**Input for this task:**
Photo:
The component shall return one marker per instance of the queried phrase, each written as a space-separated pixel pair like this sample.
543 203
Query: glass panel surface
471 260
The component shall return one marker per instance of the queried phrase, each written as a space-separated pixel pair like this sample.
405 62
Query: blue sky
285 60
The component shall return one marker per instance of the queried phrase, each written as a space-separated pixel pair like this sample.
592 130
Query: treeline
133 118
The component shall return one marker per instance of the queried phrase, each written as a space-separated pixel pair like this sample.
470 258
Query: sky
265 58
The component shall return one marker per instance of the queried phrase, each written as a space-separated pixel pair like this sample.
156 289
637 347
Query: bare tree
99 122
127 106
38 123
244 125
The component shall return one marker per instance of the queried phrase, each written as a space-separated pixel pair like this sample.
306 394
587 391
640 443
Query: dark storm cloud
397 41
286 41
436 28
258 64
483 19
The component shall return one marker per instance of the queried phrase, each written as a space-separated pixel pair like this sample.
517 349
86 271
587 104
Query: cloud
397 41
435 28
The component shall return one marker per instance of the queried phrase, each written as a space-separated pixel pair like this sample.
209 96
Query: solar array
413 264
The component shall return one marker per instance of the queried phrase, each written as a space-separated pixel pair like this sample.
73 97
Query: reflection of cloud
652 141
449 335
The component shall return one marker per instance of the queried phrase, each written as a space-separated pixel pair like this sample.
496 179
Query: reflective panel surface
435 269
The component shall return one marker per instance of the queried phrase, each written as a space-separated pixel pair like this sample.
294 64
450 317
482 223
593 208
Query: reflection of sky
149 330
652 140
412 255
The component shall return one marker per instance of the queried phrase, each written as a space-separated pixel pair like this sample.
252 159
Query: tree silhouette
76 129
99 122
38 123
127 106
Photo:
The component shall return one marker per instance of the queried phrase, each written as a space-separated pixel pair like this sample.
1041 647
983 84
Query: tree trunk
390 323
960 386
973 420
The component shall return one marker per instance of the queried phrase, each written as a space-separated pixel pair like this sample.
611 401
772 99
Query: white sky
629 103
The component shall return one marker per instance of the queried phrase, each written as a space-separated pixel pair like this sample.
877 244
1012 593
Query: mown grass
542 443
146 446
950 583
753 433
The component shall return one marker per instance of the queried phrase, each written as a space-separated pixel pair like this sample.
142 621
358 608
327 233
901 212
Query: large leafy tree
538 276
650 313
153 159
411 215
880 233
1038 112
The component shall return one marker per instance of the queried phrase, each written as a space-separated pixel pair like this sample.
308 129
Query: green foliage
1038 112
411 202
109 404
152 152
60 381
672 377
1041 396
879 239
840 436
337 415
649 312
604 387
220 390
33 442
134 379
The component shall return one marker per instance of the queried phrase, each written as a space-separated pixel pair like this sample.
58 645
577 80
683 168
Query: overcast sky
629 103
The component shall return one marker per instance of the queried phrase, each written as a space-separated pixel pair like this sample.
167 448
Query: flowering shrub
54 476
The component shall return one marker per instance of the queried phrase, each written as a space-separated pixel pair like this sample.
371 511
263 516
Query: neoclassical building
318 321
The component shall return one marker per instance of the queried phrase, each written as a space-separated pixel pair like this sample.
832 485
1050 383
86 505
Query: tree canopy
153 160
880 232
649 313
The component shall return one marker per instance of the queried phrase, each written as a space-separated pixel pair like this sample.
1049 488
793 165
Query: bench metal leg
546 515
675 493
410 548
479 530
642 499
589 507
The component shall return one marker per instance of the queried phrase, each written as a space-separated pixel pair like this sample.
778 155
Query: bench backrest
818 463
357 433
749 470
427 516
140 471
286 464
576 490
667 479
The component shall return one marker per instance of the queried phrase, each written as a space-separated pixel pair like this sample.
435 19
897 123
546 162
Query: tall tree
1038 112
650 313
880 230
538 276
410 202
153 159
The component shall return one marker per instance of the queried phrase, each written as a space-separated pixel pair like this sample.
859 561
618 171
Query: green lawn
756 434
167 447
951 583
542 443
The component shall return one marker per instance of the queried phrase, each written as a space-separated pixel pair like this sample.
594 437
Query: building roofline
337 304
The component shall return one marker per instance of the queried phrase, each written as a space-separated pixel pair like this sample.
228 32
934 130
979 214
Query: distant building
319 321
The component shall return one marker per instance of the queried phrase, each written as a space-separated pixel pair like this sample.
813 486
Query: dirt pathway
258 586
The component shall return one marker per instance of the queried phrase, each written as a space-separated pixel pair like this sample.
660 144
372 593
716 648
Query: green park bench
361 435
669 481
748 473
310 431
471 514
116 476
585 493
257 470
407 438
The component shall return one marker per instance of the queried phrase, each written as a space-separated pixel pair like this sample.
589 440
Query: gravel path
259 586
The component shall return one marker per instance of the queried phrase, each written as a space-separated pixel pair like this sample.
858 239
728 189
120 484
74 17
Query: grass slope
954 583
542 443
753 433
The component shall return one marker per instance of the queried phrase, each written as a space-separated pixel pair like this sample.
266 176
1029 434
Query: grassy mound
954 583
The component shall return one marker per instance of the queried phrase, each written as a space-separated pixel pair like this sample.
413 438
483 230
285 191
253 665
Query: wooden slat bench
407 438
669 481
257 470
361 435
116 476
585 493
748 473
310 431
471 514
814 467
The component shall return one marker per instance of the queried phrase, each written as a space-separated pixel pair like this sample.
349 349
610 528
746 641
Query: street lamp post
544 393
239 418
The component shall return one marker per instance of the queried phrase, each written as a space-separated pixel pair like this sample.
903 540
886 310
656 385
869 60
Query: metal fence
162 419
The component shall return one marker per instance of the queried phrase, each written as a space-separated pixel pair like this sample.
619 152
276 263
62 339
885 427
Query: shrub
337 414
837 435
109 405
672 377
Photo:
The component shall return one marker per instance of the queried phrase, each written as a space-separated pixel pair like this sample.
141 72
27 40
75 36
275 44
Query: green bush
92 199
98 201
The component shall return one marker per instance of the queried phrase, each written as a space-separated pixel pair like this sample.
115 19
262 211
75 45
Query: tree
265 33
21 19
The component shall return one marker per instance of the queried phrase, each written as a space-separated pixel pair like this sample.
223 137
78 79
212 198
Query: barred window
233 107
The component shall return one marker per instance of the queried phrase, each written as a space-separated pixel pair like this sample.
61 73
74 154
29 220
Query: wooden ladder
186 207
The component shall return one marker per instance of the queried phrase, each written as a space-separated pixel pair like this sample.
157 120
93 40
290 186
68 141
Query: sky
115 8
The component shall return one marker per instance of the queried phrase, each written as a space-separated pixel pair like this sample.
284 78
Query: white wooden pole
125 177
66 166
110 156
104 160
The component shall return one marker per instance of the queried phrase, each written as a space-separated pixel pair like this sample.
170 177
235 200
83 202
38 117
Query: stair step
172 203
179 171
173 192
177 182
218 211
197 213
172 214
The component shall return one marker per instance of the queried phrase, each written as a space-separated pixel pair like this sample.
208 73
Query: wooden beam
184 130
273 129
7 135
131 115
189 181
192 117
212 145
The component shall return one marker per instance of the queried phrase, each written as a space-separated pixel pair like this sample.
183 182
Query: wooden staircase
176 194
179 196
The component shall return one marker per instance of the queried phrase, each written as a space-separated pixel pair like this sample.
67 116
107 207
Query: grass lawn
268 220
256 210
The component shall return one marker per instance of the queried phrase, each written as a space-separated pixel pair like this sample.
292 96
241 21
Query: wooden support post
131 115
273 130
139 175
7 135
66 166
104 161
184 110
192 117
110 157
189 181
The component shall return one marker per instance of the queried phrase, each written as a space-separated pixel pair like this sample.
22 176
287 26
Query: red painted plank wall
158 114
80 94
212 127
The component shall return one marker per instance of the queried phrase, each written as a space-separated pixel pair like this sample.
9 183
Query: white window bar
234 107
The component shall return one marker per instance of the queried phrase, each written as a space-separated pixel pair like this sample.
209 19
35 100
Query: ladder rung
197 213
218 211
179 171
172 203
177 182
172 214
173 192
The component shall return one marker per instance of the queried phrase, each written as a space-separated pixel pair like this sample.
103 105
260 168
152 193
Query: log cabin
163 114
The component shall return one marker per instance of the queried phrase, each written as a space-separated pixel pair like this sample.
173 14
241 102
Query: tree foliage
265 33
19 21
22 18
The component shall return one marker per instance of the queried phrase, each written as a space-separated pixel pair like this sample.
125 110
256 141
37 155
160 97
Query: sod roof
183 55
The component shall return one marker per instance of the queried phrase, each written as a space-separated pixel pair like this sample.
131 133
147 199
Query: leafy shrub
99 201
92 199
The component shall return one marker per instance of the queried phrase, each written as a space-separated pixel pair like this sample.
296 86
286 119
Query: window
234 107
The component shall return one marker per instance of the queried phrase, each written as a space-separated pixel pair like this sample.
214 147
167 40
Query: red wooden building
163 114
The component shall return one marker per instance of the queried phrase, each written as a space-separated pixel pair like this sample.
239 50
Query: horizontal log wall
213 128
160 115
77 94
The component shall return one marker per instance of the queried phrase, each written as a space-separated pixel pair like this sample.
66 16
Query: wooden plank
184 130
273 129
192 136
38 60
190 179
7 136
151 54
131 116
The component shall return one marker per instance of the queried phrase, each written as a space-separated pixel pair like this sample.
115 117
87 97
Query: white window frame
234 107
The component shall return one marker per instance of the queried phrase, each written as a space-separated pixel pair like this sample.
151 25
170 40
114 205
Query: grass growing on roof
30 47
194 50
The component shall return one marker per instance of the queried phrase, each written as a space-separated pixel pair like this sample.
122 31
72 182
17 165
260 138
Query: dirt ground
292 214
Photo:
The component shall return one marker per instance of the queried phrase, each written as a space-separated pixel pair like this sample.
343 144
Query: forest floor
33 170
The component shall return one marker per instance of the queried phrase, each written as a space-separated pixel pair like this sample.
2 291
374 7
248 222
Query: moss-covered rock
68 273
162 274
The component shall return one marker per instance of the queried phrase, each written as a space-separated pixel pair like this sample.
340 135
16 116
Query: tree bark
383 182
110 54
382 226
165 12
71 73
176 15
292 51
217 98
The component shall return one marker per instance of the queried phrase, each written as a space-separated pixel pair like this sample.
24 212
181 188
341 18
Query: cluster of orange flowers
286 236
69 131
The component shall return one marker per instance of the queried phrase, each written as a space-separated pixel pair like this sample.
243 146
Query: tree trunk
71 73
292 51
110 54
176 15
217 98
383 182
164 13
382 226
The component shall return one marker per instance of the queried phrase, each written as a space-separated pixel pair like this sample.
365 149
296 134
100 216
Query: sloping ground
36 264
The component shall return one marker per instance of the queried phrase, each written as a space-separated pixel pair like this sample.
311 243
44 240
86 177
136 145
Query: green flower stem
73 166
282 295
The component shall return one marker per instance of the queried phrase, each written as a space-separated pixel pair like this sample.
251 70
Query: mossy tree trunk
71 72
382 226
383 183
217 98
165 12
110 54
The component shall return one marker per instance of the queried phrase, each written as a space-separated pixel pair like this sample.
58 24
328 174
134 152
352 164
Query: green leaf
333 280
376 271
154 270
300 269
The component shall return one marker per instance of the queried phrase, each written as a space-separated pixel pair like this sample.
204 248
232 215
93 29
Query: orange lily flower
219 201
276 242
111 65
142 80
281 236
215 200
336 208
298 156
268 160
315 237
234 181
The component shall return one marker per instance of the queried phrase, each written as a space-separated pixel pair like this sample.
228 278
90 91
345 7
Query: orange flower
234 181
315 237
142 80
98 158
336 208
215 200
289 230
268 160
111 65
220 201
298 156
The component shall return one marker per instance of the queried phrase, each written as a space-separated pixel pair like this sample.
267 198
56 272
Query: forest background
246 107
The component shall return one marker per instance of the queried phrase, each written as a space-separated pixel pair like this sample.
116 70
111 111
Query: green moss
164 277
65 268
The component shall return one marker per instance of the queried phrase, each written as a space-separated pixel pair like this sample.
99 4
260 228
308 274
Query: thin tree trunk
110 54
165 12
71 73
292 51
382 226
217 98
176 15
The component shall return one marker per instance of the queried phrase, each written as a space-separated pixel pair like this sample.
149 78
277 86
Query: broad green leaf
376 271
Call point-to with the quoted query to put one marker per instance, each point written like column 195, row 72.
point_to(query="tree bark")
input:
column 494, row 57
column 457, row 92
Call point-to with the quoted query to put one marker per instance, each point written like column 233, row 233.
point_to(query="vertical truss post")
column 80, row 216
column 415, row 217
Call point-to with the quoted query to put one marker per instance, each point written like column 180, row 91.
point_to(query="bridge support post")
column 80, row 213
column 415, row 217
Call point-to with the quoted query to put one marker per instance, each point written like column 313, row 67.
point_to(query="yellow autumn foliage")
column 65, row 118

**What the task asks:**
From the line containing "195, row 72." through the closing line of the material above, return every line exactly and omit all others.

**Written reply:**
Call point-to with the quoted query to put one marker per instance, each point written like column 195, row 72.
point_to(query="tree bark")
input:
column 494, row 57
column 457, row 92
Call point-to with the quoted query to put one marker per instance, each point written like column 233, row 233.
point_to(query="vertical truss post")
column 80, row 216
column 415, row 217
Call point-to with the quoted query to put one marker per instance, each point written like column 180, row 91.
point_to(query="bridge support post")
column 80, row 213
column 415, row 217
Call point-to with the quoted query to put one marker per instance, each point written like column 313, row 67.
point_to(query="yellow autumn foliage")
column 65, row 118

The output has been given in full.